* **本文**:
::::::::
SAMの対象範囲を決める① 〜部署・組織編〜

SAMの対象範囲を決める①〜部署・組織編〜

本運用に先駆けて、SAMをパイロット運用する組織・範囲を決める

SAMは、原則としてすべての部署・組織が対象です。しかし、所有しているすべてのソフトウェアに対して、最初から本運用と同じレベルで管理するのは困難で、企業規模によっては現実的でないことがあります。あらゆることを想定してSAMの手順書を作成していても、実際には想定していない事象が出てくることも少なくありません。そういった想定外の事象が発生した場合には、一つひとつ対応策を講じ、規定、ルールの追加や変更をしていく必要があります。SAMを組織に浸透させていくにあたり、ルールが何度も追加・変更されていくことは、現場の方々を混乱させてしまいます。最初から全体にSAMを実施してしまうと、次々に変更が発生し、収拾がつかなくなることが考えられます。そのため、あらかじめ一部の組織・部署で先行してパイロット導入し、想定外の事象を洗い出しておきます。これにより、できるだけ本運用時に発生する「想定外」を少なくし、SAMをスムーズに定着させることができます。また、全体への導入に向け課題やリスクがある程度解決できれば、本運用時に発生する「想定外」をSAMのプロジェクトチームが対応できる範囲内に抑えることができます。 パイロット運用下で問題を出し切り、SAMを運用していく体制が整うと、次の対象範囲をどこまで拡大するのかを検討します。ここまでのパイロット運用で把握した想定外の問題が、一つの部署でどの程度出てくるのかを参考に、SAMのプロジェクトチームで対応可能な範囲内で拡大していきます。
::::::::
* **データ一覧**:

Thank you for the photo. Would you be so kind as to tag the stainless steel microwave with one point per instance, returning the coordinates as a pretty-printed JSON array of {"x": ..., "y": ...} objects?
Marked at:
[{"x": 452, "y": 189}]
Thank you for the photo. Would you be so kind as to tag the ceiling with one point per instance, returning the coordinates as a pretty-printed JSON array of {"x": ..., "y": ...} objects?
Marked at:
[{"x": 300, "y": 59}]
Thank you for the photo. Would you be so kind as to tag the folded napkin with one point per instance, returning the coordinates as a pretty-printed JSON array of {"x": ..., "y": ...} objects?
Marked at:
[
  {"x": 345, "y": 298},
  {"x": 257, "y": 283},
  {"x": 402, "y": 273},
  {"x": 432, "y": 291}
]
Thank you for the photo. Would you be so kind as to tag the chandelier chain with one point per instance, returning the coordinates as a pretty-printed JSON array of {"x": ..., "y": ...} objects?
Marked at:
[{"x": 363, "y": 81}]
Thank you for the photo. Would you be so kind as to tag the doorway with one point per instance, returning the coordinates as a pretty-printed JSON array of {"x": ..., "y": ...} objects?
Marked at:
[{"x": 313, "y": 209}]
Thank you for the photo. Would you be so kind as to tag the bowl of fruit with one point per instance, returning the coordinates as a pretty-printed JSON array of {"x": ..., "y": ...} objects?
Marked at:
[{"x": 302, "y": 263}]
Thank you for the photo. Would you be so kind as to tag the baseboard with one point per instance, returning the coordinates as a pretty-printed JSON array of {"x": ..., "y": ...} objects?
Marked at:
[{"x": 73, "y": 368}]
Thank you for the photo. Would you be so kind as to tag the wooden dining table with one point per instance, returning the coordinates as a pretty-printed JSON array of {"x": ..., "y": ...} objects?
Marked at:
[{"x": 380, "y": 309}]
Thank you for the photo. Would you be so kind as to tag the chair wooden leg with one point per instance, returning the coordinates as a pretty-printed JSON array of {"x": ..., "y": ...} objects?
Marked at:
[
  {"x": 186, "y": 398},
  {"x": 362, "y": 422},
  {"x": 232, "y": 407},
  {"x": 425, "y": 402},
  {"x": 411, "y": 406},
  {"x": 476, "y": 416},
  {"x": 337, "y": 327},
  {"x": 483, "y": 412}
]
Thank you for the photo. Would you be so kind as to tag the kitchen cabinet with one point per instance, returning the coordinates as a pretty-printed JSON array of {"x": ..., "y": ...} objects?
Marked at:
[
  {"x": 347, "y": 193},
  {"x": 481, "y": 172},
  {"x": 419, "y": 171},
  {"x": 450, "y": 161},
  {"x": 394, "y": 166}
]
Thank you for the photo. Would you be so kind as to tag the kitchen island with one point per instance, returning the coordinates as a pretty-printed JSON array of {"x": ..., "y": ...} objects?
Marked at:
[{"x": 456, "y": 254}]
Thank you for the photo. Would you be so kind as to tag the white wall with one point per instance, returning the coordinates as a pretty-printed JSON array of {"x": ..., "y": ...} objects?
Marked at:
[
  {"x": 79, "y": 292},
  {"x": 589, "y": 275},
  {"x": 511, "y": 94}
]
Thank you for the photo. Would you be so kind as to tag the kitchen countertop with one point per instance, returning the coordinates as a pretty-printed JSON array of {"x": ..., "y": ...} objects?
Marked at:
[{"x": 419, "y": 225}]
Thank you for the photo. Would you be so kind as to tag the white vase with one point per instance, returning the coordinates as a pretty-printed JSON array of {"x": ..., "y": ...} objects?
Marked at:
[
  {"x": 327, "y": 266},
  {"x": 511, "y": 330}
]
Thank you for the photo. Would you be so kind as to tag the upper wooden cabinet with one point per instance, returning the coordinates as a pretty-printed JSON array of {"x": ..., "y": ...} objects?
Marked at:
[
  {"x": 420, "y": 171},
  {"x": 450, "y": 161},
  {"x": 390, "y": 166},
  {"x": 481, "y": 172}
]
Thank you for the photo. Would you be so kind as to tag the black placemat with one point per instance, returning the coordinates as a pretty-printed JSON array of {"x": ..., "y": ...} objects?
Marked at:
::::::::
* **取り組む課題**:
**a.** 本文の「SAMの対象範囲を決める①〜部署・組織編〜」から始めて「な範囲内で拡大していきます。」までを、「手順書」を「マニュアル」に置き換えて書き直しなさい。
**b.** 本文によると、SAMは原則としてどの範囲を対象とするか。

* **解答一覧**:
**a.**
SAMの対象範囲を決める①〜部署・組織編〜

本運用に先駆けて、SAMをパイロット運用する組織・範囲を決める

SAMは、原則としてすべての部署・組織が対象です。しかし、所有しているすべてのソフトウェアに対して、最初から本運用と同じレベルで管理するのは困難で、企業規模によっては現実的でないことがあります。あらゆることを想定してSAMのマニュアルを作成していても、実際には想定していない事象が出てくることも少なくありません。そういった想定外の事象が発生した場合には、一つひとつ対応策を講じ、規定、ルールの追加や変更をしていく必要があります。SAMを組織に浸透させていくにあたり、ルールが何度も追加・変更されていくことは、現場の方々を混乱させてしまいます。最初から全体にSAMを実施してしまうと、次々に変更が発生し、収拾がつかなくなることが考えられます。そのため、あらかじめ一部の組織・部署で先行してパイロット導入し、想定外の事象を洗い出しておきます。これにより、できるだけ本運用時に発生する「想定外」を少なくし、SAMをスムーズに定着させることができます。また、全体への導入に向け課題やリスクがある程度解決できれば、本運用時に発生する「想定外」をSAMのプロジェクトチームが対応できる範囲内に抑えることができます。 パイロット運用下で問題を出し切り、SAMを運用していく体制が整うと、次の対象範囲をどこまで拡大するのかを検討します。ここまでのパイロット運用で把握した想定外の問題が、一つの部署でどの程度出てくるのかを参考に、SAMのプロジェクトチームで対応可能な範囲内で拡大していきます。

**b.** 原則としてすべての部署・組織が対象です。